Work item = Go line by line through the data and copy those with the word "green".
----- Provided data -----
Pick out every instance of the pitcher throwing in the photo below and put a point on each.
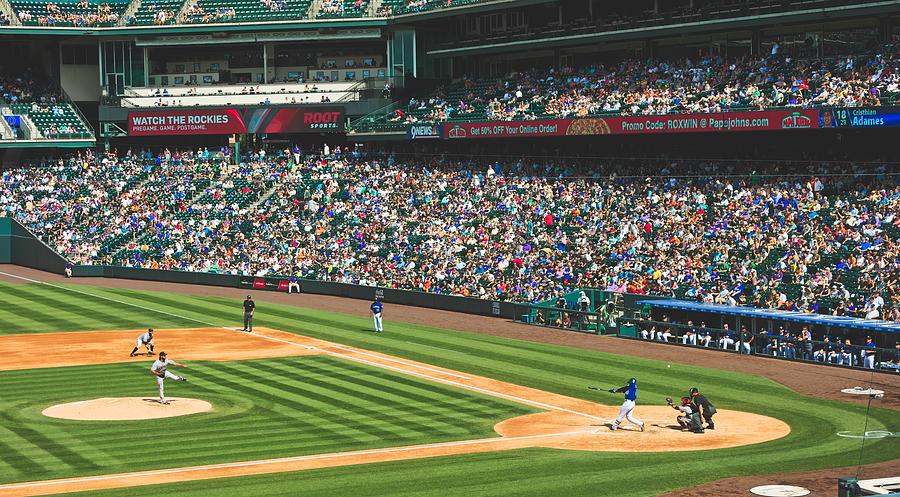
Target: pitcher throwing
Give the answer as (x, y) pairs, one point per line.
(159, 369)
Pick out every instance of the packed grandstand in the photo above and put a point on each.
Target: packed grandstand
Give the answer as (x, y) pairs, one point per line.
(825, 242)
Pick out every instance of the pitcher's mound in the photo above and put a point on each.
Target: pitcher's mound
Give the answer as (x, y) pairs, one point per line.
(126, 409)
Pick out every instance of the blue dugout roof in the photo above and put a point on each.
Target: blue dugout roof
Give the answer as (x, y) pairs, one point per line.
(801, 317)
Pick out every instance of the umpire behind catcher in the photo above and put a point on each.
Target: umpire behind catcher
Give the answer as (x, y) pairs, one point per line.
(249, 307)
(701, 407)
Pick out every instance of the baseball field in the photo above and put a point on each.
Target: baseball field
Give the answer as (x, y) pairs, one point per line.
(313, 403)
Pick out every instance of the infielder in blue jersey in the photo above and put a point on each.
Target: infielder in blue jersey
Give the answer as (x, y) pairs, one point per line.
(630, 391)
(376, 314)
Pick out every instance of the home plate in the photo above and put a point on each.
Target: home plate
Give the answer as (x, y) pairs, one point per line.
(779, 491)
(862, 391)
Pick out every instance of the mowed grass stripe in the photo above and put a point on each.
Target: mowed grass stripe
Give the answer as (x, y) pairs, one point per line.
(289, 416)
(184, 305)
(338, 408)
(67, 454)
(298, 403)
(54, 313)
(17, 460)
(388, 386)
(91, 312)
(372, 404)
(287, 409)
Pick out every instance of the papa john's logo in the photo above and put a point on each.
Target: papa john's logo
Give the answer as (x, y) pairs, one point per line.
(457, 132)
(796, 120)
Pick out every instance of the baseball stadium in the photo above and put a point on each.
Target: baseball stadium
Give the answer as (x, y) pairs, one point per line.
(450, 248)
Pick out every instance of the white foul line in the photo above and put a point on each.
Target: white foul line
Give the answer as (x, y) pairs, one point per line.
(266, 462)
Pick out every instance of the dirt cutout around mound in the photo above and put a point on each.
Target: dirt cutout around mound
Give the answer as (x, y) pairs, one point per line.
(567, 423)
(126, 409)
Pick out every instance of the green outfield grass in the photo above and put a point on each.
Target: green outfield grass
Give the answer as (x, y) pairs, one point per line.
(811, 445)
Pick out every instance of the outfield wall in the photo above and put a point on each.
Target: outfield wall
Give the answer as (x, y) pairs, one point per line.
(18, 246)
(403, 297)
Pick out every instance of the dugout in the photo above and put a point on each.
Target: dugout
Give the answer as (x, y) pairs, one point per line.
(764, 326)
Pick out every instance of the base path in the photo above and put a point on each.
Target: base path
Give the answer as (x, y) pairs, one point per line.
(567, 423)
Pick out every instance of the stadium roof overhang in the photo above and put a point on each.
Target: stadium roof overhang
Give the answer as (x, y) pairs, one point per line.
(79, 143)
(776, 315)
(680, 29)
(321, 29)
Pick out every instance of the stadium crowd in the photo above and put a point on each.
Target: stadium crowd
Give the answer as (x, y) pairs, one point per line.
(649, 87)
(818, 242)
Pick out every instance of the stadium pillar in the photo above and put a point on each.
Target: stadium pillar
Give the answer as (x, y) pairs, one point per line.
(265, 64)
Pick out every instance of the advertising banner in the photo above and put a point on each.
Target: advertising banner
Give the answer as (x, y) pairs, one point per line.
(249, 120)
(639, 125)
(862, 117)
(420, 131)
(258, 283)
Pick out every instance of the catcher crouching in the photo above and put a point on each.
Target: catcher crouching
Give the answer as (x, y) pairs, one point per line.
(684, 412)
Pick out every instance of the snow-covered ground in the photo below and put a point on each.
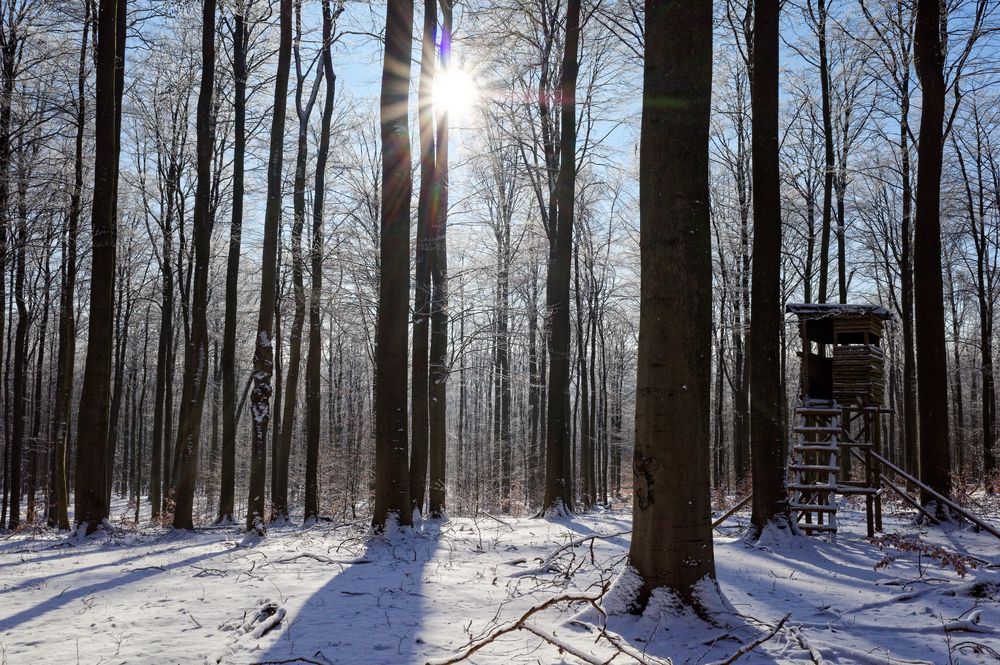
-----
Problem solution =
Pick out every instance of the green outfield grass in the photo above and put a point on each.
Target: green outfield grass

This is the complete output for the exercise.